## DOCUMENT EXCERPT
Previous studies have shown that jellyfish and eels can move using very low amounts of energy that would make a Toyota Prius jealous. In fact, these ocean denizens can go from point A to point B using less energy than any other swimmer, runner or flier ever measured. However the secret behind such amazing energetic efficiency has remained a mystery, until now.
A team of scientists led by Dr. Brad Gemmell, an assistant professor in the University of South Florida's Department of Integrative Biology, has revealed that these marine animals do something completely unexpected when they swim.
According to the research team, comprised of scientists from five institutions, understanding how animals move is essential to understanding their evolutionary history, their fitness and their ecological impact. Understanding how animals move so efficiently through water is also important to engineers who study bio-inspired design and take ideas from nature to make more efficient underwater vehicles. Experiments carried out to better understand the locomotion used by free-swimming jellyfish and lampreys, eel-like animals that move with undulating, wave-like body motions, has revealed that these animals move forward not by pushing against the water, but by sucking the water toward them.

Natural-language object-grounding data

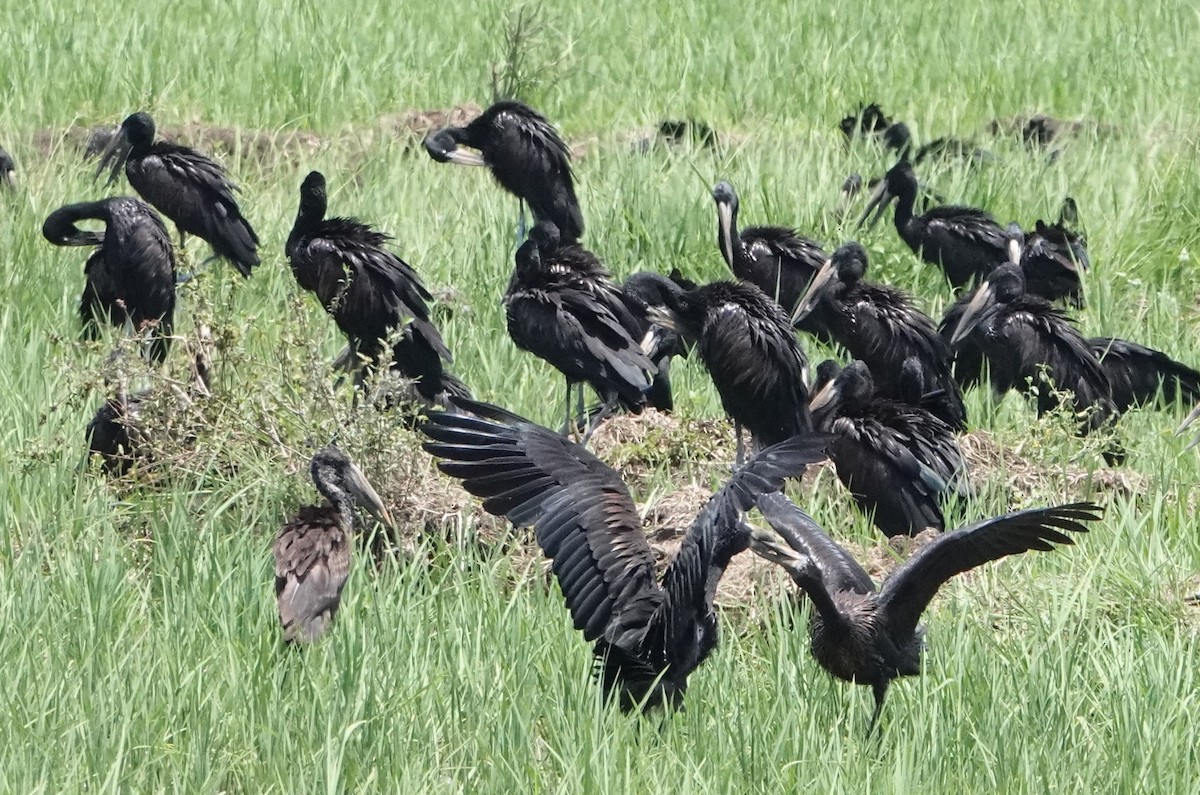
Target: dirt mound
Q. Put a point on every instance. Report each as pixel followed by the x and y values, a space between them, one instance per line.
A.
pixel 990 460
pixel 414 124
pixel 222 142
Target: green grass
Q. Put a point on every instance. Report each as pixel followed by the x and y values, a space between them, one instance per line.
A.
pixel 141 649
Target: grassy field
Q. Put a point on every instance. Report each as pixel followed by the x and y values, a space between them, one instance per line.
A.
pixel 141 646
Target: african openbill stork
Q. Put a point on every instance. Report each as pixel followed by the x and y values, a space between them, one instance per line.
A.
pixel 190 189
pixel 1053 257
pixel 649 637
pixel 871 637
pixel 563 306
pixel 7 171
pixel 774 258
pixel 966 243
pixel 131 274
pixel 749 348
pixel 312 550
pixel 648 290
pixel 525 154
pixel 1141 376
pixel 1031 346
pixel 372 293
pixel 882 327
pixel 900 462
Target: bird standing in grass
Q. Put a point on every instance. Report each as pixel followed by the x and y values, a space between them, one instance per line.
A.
pixel 191 190
pixel 749 348
pixel 564 308
pixel 871 637
pixel 965 243
pixel 131 274
pixel 880 326
pixel 900 462
pixel 649 637
pixel 774 258
pixel 7 171
pixel 527 157
pixel 312 551
pixel 372 294
pixel 1030 346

## WORK REQUIRED
Carry on the article about how jellyfish and lampreys swim so efficiently, starting after its last sentence. The material is not needed for the task.

## TASK RESULT
"Until now, it has been widely assumed in the literature and the text books that animals swim primarily by pushing against the fluid to generate high pressure and move the animal forward," said Gemmell. "However, it turns out that at least with some of the most energetically efficient swimmers, low pressure dominates and allows these animals to pull themselves forward with suction. Given our findings, we may have to rethink our ideas about some of the evolutionary adaptations acquired by swimming animals and how we approach vehicle design in the future."
Their recent experiments, recounted in a paper just published in Nature Communications, aimed at better understanding lamprey and jellyfish locomotion by observing lampreys swimming through a tank of water containing tiny glass beads that were illuminated with a laser. The animals' swimming motion perturbed the beads in such a way as to enable visualization of the flow and timing of glass bead movement in concert with the lampreys' movements. Using high speed digital cameras that recorded movement in fractions of a second, the scientists were able to directly measure the 'hydrodynamic efficiency' of their swimming process.
They found that when lampreys swim using undulating motions they create a pocket of low-pressure water inside each bend of their body, and that the water ahead of the lampreys rushes in to fill the low-pressure pocket. The motion of the in-flowing water pulls the animals forward.
Given the breadth of existing literature in which it was previously assumed that animals swim by pushing on the fluid, the implications of this new perspective on animal swimming potentially reach topics as diverse as evolutionary adaptation, functional ecology and bio-inspired design.
"The new method to calculate pressure fields around freely swimming organisms allowed us to look at both high and low pressure contributions to locomotion," explained Gemmell. "This is when we found that low pressure or suction was actually the dominant means of moving the animals forward."
The researchers accounted for four contributions to the forward motion – high pressure acting opposite to forward motion; low pressure acting in the direction of forward motion; low pressure acting in the direction of forward motion; and low pressure acting opposite to forward motion.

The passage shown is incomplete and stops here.